> [DOCUMENT EXCERPT]:
Creating loss function, evaluation metric and optimization function.

For this, any loss function or optimization can be used but I used cross entropy loss because I was working on a multiclass classification problem and the loss function work well with this dataset. The SGD (Stochastic gradient Descent) optimizer was used and the learning rate was set to 0.1. The metric used to score the model was Accuracy.

accuracy= Accuracy(task= 'multiclass', num_classes= 10).to(device)
loss_fn= nn.CrossEntropyLoss()
optimizer_conv= torch.optim.SGD(model_conv.parameters(), lr=0.1)

Creating the model

The model used was replicated from the CNN explainer website but it was slightly improved upon as 1 dimension was added to the pad.

class TinyVGGModel(nn.Module):
  '''
  Model architecture that replicates the tinyVGG model from
  CNN explainer website.
  '''
  def __init__(self, input_shape: int, hidden_shape: int, output_shape:int):
    super().__init__()
    self.conv_block= nn.Sequential(
        nn.Conv2d(in_channels= input_shape,# in_channels = no of channels in visual data. it is usually input shape
                  out_channels= hidden_shape,
                  kernel_size= 3,
                  stride=1,
                  padding=1),

        nn.ReLU(),
        nn.Conv2d(in_channels= hidden_shape,
                  out_channels=hidden_shape,
                  kernel_size=3,
                  stride=1,
                  padding=1),
        nn.ReLU(),
        nn.MaxPool2d(kernel_size=2)
        )

    self.conv_block_2= nn.Sequential(
        nn.Conv2d(in_channels= hidden_shape,
                  out_channels=hidden_shape,
                  kernel_size=3,
                  stride=1,
                  padding=1),
        nn.ReLU(),
        nn.Conv2d(in_channels= hidden_shape,
                  out_channels= hidden_shape,
                  kernel_size= 3,
                  padding=1,
                  stride=1),
        nn.ReLU(),
        nn.MaxPool2d(kernel_size=2)
        )

  # the hidden shape was muliplied by 64 because the shape that is coming out of the conv2 layer has been flattened
    self.classifier_layer= nn.Sequential(
        nn.Flatten(), 
        nn.Linear(in_features= hidden_shape*8*8, out_features= hidden_shape),
        nn.ReLU(),
        nn.Linear(in_features=hidden_shape, out_features= output_shape)
    )

  def forward(self, x):
    x= self.conv_block(x)
    x= self.conv_block_2(x)
    x= self.classifier_layer(x)
    return x

Instantiating the model and sending it to the target device (in this case, any available device)

torch.manual_seed(42)

Region labeling data:
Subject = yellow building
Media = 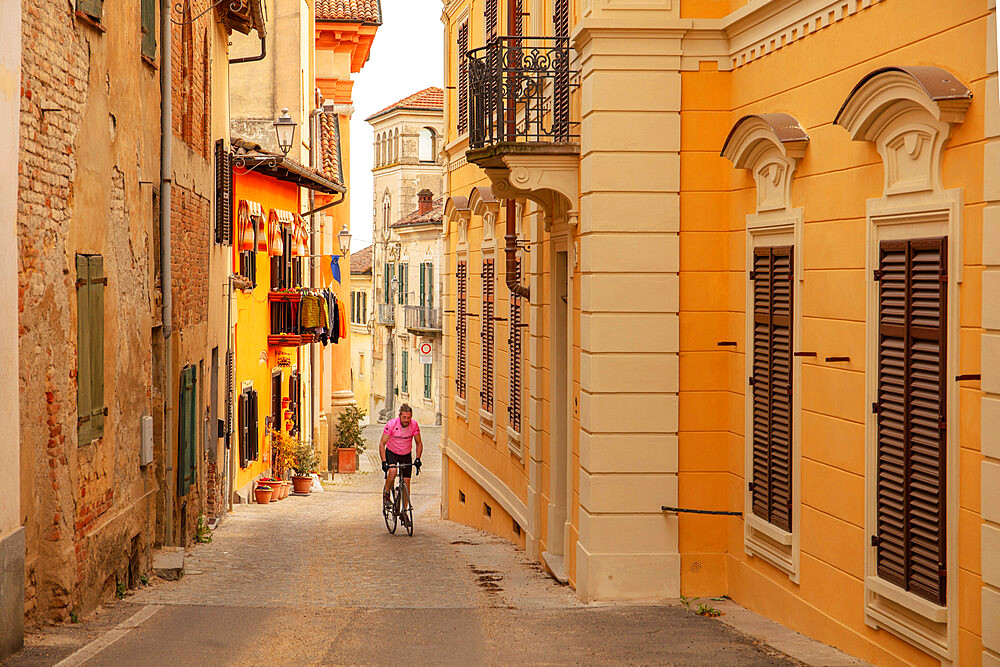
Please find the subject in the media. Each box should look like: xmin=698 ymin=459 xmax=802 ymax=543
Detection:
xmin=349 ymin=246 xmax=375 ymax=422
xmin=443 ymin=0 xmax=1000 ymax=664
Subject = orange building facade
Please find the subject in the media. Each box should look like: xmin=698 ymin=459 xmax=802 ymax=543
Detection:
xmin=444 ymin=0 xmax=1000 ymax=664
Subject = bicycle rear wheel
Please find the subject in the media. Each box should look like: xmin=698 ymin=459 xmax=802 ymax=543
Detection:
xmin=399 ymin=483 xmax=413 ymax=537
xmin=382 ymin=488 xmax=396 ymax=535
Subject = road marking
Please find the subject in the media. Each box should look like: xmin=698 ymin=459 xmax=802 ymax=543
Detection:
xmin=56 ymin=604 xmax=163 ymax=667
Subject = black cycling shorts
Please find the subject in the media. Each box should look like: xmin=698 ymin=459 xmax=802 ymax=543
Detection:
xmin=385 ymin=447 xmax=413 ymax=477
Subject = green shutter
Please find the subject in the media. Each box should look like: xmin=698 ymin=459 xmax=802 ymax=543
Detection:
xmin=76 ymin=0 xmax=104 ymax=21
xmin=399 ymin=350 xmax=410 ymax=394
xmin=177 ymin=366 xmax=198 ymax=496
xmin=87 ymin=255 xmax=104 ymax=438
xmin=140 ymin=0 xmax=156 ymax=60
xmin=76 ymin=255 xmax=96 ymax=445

...

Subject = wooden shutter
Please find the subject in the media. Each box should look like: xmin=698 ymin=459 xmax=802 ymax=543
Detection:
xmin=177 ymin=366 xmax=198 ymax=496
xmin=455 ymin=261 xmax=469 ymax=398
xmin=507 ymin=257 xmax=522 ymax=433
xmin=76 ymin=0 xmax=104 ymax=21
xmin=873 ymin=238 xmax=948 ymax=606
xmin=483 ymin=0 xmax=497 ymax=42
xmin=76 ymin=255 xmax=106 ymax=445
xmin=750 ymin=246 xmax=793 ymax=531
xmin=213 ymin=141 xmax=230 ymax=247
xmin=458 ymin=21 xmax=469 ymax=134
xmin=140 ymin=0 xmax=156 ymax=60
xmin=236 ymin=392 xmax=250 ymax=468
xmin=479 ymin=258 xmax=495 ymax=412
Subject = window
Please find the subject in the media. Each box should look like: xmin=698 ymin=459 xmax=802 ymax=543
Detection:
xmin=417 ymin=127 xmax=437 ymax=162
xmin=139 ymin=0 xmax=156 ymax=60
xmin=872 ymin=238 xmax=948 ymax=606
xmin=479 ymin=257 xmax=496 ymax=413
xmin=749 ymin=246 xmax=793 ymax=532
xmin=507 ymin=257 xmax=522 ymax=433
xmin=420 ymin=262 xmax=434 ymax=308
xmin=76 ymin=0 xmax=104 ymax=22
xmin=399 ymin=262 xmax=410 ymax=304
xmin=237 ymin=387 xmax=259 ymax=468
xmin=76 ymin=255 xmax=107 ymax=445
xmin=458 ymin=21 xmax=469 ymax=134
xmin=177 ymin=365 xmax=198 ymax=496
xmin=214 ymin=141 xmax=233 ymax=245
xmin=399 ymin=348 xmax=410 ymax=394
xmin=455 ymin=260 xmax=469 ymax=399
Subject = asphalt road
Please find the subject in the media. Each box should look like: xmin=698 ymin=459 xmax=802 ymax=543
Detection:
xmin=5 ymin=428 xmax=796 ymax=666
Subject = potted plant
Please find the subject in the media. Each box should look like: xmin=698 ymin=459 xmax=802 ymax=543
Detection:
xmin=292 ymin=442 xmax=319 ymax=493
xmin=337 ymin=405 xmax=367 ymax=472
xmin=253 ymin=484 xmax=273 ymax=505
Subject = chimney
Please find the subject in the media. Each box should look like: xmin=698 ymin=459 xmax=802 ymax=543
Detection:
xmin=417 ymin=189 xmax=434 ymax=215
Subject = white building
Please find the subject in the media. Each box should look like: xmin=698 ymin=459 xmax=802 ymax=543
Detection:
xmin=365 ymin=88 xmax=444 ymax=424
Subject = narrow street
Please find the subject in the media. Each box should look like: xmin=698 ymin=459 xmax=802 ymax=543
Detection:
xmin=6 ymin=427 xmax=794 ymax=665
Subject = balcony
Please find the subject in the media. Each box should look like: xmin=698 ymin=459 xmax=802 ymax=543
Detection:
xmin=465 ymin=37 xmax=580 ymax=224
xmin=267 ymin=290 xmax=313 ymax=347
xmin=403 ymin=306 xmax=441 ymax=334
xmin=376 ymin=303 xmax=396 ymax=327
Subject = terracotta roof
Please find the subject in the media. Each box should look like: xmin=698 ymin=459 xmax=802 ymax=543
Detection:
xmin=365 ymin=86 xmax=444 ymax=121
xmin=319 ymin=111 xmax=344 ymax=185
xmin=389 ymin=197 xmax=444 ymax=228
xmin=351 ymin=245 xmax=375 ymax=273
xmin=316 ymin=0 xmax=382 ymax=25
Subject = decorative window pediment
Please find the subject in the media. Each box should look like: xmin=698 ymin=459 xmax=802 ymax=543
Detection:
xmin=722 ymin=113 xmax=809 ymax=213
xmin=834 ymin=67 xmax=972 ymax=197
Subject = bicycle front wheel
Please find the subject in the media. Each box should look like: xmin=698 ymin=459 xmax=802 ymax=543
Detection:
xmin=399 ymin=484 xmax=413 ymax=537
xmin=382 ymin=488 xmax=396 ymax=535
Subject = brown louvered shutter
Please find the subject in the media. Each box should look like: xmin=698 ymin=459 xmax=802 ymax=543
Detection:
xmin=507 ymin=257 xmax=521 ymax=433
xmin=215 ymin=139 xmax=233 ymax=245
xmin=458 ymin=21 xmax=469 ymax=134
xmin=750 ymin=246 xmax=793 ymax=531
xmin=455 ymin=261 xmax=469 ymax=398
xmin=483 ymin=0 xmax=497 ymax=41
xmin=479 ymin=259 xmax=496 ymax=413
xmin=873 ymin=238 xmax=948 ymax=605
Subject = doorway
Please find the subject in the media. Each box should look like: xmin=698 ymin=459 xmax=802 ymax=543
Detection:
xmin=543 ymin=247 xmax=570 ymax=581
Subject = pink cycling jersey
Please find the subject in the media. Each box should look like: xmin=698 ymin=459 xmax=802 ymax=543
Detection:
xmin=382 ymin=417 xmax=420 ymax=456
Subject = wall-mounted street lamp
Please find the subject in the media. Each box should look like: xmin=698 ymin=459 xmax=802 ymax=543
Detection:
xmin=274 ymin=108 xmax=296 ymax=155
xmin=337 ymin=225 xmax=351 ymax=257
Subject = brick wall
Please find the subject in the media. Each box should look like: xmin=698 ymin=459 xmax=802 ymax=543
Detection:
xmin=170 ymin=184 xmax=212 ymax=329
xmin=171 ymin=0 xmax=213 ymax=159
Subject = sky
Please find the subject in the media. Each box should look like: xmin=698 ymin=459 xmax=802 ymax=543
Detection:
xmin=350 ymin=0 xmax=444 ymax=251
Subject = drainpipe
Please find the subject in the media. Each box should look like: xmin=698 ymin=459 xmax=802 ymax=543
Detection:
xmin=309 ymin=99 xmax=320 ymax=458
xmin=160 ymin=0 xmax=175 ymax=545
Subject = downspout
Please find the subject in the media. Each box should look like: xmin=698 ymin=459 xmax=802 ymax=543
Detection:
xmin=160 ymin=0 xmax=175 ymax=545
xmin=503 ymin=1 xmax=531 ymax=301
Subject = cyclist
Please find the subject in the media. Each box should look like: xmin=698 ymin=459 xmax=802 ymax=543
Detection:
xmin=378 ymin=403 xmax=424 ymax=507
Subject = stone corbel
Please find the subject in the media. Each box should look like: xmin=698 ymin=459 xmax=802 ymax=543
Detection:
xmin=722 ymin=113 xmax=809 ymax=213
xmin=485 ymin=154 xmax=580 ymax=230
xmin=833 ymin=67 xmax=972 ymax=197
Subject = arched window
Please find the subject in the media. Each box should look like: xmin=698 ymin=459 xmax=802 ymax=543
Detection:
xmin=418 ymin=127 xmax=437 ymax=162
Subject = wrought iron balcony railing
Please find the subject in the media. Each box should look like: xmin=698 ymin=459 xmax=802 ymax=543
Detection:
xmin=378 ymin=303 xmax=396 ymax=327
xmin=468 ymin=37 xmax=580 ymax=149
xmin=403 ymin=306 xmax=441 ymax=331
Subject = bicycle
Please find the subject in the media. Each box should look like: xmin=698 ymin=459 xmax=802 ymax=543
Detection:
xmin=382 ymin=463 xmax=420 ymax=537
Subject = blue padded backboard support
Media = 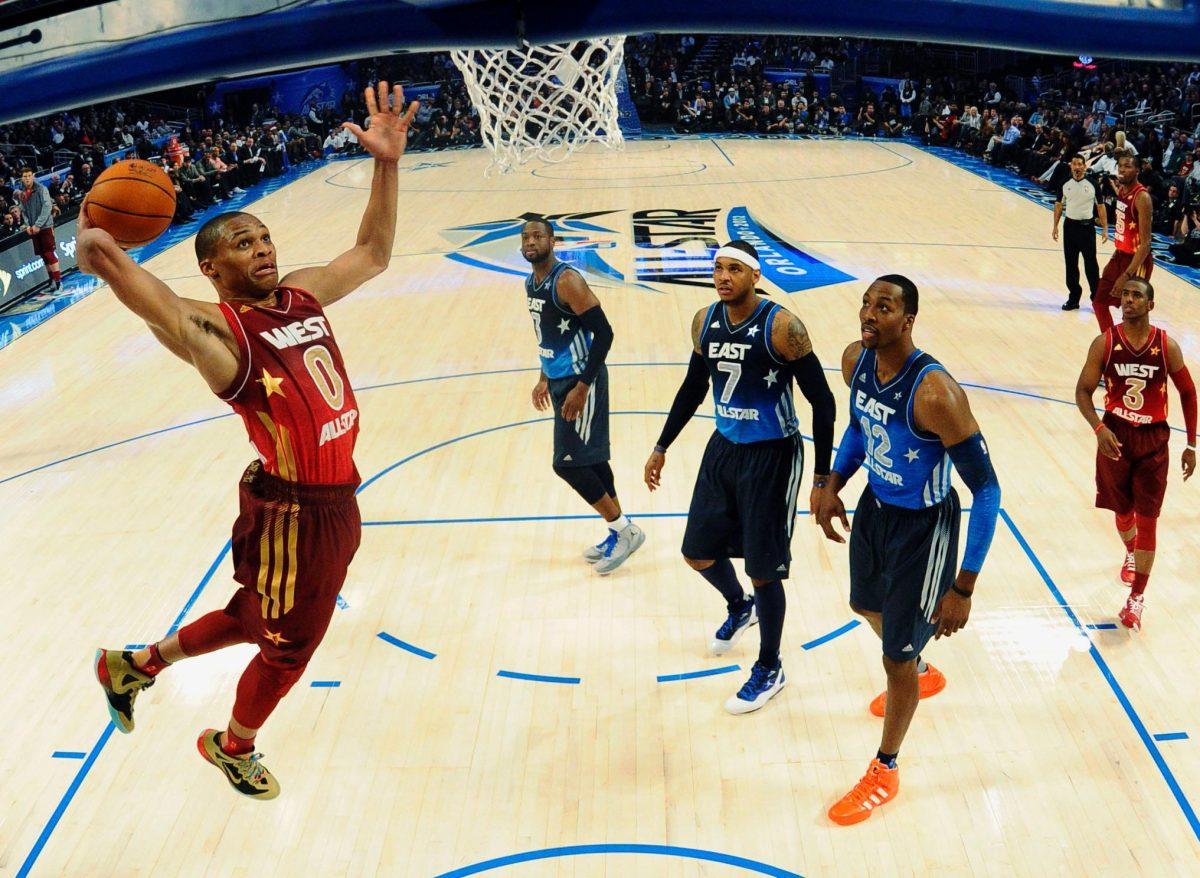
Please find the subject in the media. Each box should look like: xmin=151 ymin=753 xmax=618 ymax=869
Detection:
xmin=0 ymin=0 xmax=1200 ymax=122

--

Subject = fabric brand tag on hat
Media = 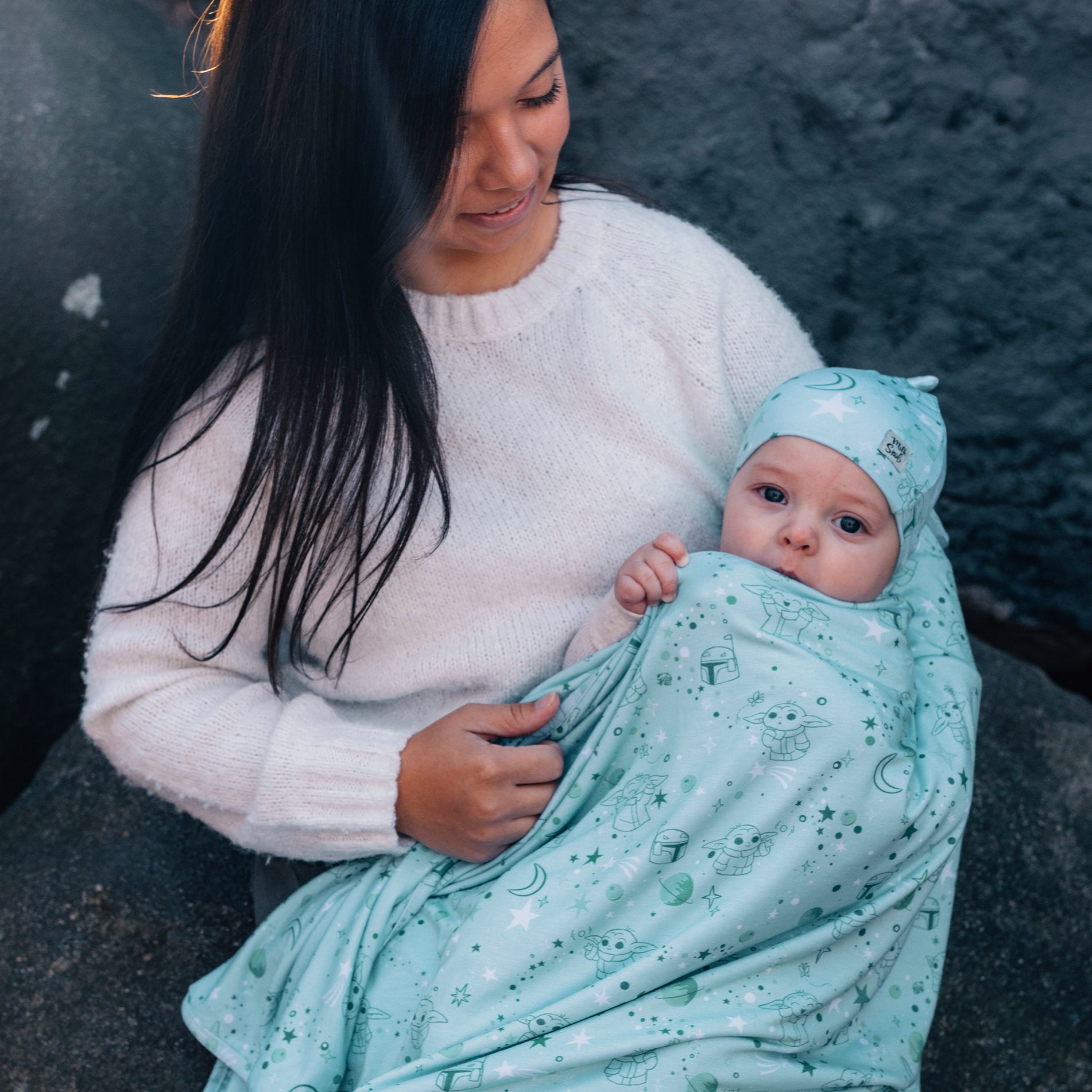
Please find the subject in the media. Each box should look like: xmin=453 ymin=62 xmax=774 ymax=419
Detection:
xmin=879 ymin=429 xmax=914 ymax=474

> [WORK INSTRUCTIONS]:
1: Repeat the part of the TinyVGG model text starting at "loss_fn= nn.CrossEntropyLoss()" and ending at "super().__init__()", word for word.
2: Continue the TinyVGG model text from the point where it stops.

> [ANSWERS TO THE PROBLEMS]:
1:
loss_fn= nn.CrossEntropyLoss()
optimizer_conv= torch.optim.SGD(model_conv.parameters(), lr=0.1)

Creating the model

The model used was replicated from the CNN explainer website but it was slightly improved upon as 1 dimension was added to the pad.

class TinyVGGModel(nn.Module):
  '''
  Model architecture that replicates the tinyVGG model from
  CNN explainer website.
  '''
  def __init__(self, input_shape: int, hidden_shape: int, output_shape:int):
    super().__init__()

2:
# input data have only one color chanel 
model_conv= TinyVGGModel(input_shape=3,
                               hidden_shape=250,
                               output_shape=len(class_names)).to(device)

Training the data using the model_conv

model_conv_result= training_function(model=model_conv, 
                  epochs=9, 
                  train_dataloader= train_dataloader,
                  test_dataloader= test_dataloader,
                  accuracy_fn= accuracy,
                  loss_fn= loss_fn, 
                  device= device,
                  optimizer= optimizer_conv)

The model loop through the data 9 times and the following score was gotten from each epoch

Creating evaluation function and evaluating the model

def eval_model(model, dataloader, accuracy_fn, loss_fn, device):
  test_loss= 0
  test_acc=0
  model.eval()
  with torch.inference_mode():
    for X, y in dataloader:
      X,y= X.to(device), y.to(device)
      y_pred= model(X)
      test_loss += loss_fn(y_pred, y)
      test_acc += accuracy_fn(y, y_pred.argmax(dim=1))
    test_loss /= len(dataloader)
    test_acc /= len(dataloader)

    return {
        'model name': model.__class__.__name__,
        'accuracy': test_acc.item(),
        'loss': test_loss.item()
    }
# Evaluating the model
eval_model(model= model_conv, dataloader= test_dataloader, accuracy_fn= accuracy, loss_fn= loss_fn, device= device )

The model was evaluated and it scored 81% on the test data (yay).

Making predictions with our model

The model was used to make predictions on the data and it was with the 'show_image function' visualized to show how it is performing against the real target value

### Make predictions
pred_list= []
model_conv.to(device)
model_conv.eval()
with torch.inference_mode():
  for X, y in test_data:
    X= X.to(device)
    X= torch.unsqueeze(X, dim=0)
    y_pred= model_conv(X)
    y_pred= y_pred.argmax(dim=1)
    pred_list.append(y_pred.cpu())
pred_list= torch.stack(pred_list)

X= test_data.data
y= test_data.targets
# Visualizing the data with our show image function
show_image(image_data= X[199:209], class_names= y[199:209], class_preds= pred_list[199: 209])

Using confusion matrix metric to see how our model is performing on various classes

# the targets will be converted from list to tensors because we are torchmetrics and it work well with tensors
target= torch.tensor(test_data.targets)
# the prediction list was squeezed in order to remove an extra dimension
pred_list= pred_list.squeeze()

from torchmetrics import ConfusionMatrix
from mlxtend.plotting import plot_confusion_matrix

# setup confusion instance and compare predictions to target
confmat= ConfusionMatrix(num_classes= len(class_names), task= 'multiclass')
conf_tensor= confmat(preds= pred_list, target=target)
# create a graphical representation of the confusion matrix and change tensor to numpy array
fig, ax= plot_confusion_matrix(conf_mat=conf_tensor.numpy(), class_names= class_names, figsize= (10,7) )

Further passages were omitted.